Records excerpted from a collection
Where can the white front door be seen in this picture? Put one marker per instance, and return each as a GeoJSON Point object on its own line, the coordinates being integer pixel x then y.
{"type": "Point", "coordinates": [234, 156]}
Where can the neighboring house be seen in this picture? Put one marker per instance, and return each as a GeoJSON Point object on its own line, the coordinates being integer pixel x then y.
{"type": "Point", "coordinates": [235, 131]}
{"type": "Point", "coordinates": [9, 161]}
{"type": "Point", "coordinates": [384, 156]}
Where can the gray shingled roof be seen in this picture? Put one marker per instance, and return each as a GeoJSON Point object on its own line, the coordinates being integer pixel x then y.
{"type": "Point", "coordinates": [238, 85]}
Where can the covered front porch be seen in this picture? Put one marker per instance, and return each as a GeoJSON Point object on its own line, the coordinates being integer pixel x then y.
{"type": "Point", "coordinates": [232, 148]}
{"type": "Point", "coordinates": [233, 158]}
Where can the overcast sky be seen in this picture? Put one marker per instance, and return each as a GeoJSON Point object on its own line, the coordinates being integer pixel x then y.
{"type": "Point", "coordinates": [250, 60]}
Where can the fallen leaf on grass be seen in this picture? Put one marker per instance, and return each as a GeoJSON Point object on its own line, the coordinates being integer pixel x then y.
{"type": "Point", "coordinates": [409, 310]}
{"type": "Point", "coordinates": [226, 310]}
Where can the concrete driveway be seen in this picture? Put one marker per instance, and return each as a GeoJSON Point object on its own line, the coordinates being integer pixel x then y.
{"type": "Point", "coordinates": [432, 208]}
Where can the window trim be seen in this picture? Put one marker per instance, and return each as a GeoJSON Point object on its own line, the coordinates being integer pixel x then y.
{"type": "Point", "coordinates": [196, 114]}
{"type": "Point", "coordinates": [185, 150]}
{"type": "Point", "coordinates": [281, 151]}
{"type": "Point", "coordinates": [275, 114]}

> **The task**: Print every record above exactly as it was given.

> **Exercise output**:
Where can the white front door be seen in this picture? Put one marker per instance, and return each as a GeoJSON Point object on its own line, the coordinates being integer pixel x then y.
{"type": "Point", "coordinates": [234, 156]}
Where can the neighboring house be seen in this picture? Put one marker per instance, and return each as a GeoJSON Point object on its own line, the coordinates being integer pixel x then y.
{"type": "Point", "coordinates": [235, 131]}
{"type": "Point", "coordinates": [9, 161]}
{"type": "Point", "coordinates": [384, 156]}
Where can the gray shingled roof be seen in this picture? Put one marker per instance, and return each as a GeoJSON Point object on its own line, the coordinates being integer pixel x then y.
{"type": "Point", "coordinates": [238, 85]}
Where can the covered front porch be seen in this picture? Put one marker per instance, and return each as a GeoJSON Point object on its own line, the coordinates being integer pixel x then y.
{"type": "Point", "coordinates": [232, 148]}
{"type": "Point", "coordinates": [233, 158]}
Where can the overcast sky be seen in this picture? Put one marker per instance, and return each as a GeoJSON Point object on its own line, the coordinates being integer pixel x then y.
{"type": "Point", "coordinates": [250, 60]}
Where can the fallen leaf on grass be seen in this picture? Put one marker per instance, and return each as a GeoJSON Point object on its own line, the coordinates being integer pixel x then y.
{"type": "Point", "coordinates": [409, 310]}
{"type": "Point", "coordinates": [226, 310]}
Where can the concrete driveway be seen in this picture? Put one marker per instance, and return each as a GeoJSON Point object on its own line, the coordinates being integer pixel x then y.
{"type": "Point", "coordinates": [432, 208]}
Where can the window trim be seen in this picture? Put one marker per instance, and return each as a GeoJSON Point object on its own line, the coordinates being integer pixel x then y.
{"type": "Point", "coordinates": [196, 114]}
{"type": "Point", "coordinates": [185, 150]}
{"type": "Point", "coordinates": [281, 151]}
{"type": "Point", "coordinates": [275, 114]}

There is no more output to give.